── 数据

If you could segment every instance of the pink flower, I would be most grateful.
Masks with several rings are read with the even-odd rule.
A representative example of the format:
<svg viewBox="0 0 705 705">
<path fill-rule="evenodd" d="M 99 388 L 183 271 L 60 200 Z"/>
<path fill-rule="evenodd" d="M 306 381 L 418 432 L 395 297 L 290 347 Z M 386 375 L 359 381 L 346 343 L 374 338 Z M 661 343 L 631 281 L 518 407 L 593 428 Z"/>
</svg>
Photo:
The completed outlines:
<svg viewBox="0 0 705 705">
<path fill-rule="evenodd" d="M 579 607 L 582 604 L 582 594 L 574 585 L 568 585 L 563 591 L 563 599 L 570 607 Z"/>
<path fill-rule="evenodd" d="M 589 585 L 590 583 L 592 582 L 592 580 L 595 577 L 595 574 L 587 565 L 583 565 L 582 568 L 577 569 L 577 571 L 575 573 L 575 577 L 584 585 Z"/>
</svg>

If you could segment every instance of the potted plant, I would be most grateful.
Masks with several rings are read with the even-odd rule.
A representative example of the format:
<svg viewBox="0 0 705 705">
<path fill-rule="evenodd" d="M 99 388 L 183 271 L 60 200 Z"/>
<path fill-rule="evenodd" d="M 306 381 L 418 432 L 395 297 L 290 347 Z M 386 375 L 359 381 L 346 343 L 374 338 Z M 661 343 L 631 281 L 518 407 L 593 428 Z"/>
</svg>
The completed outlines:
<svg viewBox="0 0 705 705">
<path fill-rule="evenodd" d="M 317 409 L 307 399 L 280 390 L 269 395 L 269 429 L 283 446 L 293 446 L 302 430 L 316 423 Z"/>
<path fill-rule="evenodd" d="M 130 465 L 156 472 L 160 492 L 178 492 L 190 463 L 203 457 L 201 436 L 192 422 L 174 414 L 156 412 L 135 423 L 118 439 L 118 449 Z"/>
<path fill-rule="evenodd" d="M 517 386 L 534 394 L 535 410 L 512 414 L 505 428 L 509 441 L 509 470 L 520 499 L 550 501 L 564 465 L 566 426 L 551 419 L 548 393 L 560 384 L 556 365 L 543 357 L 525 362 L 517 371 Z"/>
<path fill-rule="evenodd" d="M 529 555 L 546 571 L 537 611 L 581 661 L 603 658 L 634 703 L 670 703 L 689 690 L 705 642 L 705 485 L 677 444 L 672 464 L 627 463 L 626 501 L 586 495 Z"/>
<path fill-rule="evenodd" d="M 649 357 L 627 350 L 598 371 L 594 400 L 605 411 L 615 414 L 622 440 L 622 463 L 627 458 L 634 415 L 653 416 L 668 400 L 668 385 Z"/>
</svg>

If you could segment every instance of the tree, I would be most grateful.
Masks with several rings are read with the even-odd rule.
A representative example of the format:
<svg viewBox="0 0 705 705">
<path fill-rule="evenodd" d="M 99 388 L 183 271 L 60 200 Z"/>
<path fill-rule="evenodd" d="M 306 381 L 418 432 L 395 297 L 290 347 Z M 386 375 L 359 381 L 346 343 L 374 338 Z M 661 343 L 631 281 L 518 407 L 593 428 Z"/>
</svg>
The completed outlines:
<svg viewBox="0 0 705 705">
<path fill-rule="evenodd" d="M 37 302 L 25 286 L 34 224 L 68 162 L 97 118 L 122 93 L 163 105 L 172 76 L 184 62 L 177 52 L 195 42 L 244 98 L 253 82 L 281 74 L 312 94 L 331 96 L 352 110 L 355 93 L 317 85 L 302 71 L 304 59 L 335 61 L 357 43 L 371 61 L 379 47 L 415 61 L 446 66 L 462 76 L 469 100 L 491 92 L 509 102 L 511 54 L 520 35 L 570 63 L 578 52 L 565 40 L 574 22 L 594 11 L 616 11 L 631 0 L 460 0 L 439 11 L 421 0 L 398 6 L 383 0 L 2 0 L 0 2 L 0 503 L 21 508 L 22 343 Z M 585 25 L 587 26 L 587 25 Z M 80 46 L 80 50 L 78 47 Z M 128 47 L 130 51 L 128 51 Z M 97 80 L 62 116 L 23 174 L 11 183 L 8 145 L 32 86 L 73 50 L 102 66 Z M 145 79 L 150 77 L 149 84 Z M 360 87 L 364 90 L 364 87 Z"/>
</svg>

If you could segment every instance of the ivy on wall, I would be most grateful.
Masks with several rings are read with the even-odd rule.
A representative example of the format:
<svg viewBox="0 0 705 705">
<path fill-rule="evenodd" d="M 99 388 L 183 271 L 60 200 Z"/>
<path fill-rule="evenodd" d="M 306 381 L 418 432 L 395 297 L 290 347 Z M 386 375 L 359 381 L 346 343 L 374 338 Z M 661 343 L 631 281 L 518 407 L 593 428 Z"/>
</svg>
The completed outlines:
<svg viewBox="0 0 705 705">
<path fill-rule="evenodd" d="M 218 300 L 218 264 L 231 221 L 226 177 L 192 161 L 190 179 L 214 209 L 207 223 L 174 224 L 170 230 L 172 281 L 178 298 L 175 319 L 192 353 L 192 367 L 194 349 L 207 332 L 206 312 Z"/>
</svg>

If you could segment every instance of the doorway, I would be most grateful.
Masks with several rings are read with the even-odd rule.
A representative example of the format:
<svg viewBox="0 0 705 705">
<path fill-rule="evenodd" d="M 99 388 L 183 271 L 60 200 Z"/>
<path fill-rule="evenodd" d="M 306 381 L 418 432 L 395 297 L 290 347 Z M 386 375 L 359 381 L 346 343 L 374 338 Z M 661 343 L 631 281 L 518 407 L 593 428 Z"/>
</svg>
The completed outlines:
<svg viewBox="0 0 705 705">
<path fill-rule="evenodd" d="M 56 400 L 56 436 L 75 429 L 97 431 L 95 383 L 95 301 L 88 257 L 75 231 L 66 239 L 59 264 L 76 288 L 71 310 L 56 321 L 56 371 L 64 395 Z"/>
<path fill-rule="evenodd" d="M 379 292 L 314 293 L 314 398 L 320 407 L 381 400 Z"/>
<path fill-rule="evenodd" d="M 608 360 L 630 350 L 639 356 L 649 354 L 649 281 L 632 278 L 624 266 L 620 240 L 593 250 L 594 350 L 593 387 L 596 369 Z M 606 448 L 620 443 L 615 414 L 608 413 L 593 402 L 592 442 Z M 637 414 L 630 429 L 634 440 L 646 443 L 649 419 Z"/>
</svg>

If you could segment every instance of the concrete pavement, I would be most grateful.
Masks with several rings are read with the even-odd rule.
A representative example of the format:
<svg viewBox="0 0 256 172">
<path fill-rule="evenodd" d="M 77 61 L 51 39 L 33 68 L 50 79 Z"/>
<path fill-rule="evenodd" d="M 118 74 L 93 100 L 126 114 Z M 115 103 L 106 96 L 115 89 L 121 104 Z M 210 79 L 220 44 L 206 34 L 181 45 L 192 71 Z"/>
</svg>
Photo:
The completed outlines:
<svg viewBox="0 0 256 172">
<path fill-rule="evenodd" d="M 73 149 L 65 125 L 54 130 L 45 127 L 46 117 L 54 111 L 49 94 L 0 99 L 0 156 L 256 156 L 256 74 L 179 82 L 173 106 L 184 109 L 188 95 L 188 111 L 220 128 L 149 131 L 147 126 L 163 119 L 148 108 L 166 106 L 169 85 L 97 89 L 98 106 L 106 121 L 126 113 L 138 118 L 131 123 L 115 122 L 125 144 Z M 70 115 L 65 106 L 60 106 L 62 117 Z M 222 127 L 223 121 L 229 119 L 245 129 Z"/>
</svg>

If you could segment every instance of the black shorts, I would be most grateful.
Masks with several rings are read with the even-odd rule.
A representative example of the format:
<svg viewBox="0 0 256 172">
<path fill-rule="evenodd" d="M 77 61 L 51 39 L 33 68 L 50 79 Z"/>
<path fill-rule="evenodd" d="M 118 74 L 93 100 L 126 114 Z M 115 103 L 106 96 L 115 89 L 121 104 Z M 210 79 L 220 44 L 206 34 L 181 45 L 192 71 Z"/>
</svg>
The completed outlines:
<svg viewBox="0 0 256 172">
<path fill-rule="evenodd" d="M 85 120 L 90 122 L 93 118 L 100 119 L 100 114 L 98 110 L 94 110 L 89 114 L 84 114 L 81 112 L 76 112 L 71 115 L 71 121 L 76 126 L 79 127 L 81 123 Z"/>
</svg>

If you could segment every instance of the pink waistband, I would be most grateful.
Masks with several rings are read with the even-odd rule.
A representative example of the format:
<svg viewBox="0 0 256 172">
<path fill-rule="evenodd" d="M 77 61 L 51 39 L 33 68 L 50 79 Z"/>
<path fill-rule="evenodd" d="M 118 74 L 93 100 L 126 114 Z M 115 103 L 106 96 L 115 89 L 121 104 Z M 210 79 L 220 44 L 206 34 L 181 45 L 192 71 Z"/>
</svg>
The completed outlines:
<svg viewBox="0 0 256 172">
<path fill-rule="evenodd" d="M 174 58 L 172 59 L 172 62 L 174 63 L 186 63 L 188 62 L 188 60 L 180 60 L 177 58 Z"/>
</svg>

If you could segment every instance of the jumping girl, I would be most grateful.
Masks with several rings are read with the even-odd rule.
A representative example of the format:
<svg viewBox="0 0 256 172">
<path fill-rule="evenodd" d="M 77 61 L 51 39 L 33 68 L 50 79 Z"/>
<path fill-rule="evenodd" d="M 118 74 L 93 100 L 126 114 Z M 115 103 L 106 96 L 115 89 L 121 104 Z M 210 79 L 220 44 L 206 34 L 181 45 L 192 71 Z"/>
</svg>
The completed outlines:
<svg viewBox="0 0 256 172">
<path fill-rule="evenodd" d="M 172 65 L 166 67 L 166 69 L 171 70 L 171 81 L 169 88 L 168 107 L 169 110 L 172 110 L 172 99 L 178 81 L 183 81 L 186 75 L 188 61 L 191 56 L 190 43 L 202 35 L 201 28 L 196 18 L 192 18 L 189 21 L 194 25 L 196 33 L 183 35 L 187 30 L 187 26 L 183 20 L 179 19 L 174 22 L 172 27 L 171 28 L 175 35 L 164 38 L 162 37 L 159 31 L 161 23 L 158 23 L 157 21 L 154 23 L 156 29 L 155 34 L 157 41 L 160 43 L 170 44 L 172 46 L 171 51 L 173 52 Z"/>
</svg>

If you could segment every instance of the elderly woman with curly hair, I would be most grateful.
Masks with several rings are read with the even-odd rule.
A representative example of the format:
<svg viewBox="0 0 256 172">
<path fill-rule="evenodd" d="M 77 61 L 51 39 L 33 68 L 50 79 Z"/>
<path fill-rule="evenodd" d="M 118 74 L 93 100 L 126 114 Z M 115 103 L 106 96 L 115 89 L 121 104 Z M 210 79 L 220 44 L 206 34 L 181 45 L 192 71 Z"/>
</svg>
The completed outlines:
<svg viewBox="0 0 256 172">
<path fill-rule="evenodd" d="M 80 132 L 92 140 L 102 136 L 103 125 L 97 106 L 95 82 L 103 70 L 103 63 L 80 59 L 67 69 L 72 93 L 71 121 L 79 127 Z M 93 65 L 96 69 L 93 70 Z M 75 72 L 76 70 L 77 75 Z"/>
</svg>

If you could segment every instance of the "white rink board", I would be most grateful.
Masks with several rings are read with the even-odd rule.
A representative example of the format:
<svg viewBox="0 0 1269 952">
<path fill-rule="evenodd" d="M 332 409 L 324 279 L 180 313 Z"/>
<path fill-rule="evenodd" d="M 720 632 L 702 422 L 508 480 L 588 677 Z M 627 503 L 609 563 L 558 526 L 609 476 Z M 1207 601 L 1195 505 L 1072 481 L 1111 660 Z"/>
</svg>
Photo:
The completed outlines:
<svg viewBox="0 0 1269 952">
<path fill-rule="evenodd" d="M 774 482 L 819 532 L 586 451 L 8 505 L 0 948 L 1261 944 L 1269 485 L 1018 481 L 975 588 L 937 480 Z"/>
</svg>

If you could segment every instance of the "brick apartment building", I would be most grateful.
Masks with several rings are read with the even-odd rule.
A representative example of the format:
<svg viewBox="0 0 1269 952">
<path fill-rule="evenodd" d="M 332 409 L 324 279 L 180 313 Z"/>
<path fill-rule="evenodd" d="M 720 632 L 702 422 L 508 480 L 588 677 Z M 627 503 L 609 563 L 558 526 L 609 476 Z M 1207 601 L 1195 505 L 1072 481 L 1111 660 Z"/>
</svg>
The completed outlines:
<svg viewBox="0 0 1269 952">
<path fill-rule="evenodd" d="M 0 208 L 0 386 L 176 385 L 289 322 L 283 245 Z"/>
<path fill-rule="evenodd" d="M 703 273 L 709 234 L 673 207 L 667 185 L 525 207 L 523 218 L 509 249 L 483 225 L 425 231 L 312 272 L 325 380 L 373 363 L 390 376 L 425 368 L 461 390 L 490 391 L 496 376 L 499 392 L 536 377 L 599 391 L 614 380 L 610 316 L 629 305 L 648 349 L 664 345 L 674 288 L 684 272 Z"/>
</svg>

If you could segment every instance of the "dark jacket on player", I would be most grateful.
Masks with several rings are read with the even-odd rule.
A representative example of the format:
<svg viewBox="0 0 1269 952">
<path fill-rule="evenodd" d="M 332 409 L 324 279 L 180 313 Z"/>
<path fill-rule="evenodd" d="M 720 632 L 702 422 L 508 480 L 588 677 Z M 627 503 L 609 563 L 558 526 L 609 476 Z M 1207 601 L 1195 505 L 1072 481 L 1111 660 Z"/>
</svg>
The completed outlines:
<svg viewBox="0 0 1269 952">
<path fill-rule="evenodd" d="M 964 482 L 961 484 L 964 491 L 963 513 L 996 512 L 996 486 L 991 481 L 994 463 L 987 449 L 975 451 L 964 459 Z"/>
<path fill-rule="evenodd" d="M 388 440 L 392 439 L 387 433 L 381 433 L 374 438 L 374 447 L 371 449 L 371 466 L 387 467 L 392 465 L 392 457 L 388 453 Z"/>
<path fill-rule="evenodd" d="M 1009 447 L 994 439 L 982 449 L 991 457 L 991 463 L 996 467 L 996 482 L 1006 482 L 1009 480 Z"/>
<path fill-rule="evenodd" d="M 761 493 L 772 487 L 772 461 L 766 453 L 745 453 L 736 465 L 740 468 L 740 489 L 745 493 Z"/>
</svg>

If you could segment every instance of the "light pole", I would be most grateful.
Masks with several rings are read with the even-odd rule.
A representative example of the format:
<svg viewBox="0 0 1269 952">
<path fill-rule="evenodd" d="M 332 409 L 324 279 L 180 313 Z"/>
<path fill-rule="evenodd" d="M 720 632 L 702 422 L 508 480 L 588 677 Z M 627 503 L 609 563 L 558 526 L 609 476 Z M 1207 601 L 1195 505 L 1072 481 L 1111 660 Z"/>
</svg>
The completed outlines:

────

> **要解决的问题**
请把上面清单里从含有“If you could segment every instance of the potted”的那一行到含有“130 465 L 156”的那一行（首尾两行都算）转成 JSON 字符串列表，每行一个字符串，空行不要。

> **最终结果**
[
  "If you could segment every instance of the potted plant, I would be most grateful.",
  "Masks with several rings are read with the even-odd rule.",
  "A representative example of the format:",
  "<svg viewBox=\"0 0 705 705\">",
  "<path fill-rule=\"evenodd\" d=\"M 99 388 L 183 271 L 60 200 Z\"/>",
  "<path fill-rule=\"evenodd\" d=\"M 306 381 L 418 432 L 395 297 L 290 347 Z M 386 375 L 359 381 L 346 343 L 374 338 Z M 661 343 L 631 281 L 518 407 L 593 428 Z\"/>",
  "</svg>",
  "The completed outlines:",
  "<svg viewBox=\"0 0 705 705\">",
  "<path fill-rule=\"evenodd\" d=\"M 317 409 L 307 399 L 280 390 L 269 395 L 269 429 L 283 446 L 293 446 L 302 430 L 316 423 Z\"/>",
  "<path fill-rule=\"evenodd\" d=\"M 130 465 L 156 472 L 160 492 L 178 492 L 190 463 L 203 457 L 201 436 L 192 422 L 174 414 L 156 412 L 135 423 L 118 439 L 118 449 Z\"/>"
]